*Job*. Your task is to print all of the data word for word.

Rows from a pointing dataset:

● ● ● ● ●

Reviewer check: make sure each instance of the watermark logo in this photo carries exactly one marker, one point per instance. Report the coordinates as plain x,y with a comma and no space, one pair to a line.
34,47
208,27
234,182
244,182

● ● ● ● ●

*Answer for this exercise*.
Reviewer check: make sure each instance of the watermark logo in this photo carries exactly one marker, one point per instance. Report the coordinates as plain x,y with a comma and no space, one pair to a line.
34,47
208,27
234,182
244,182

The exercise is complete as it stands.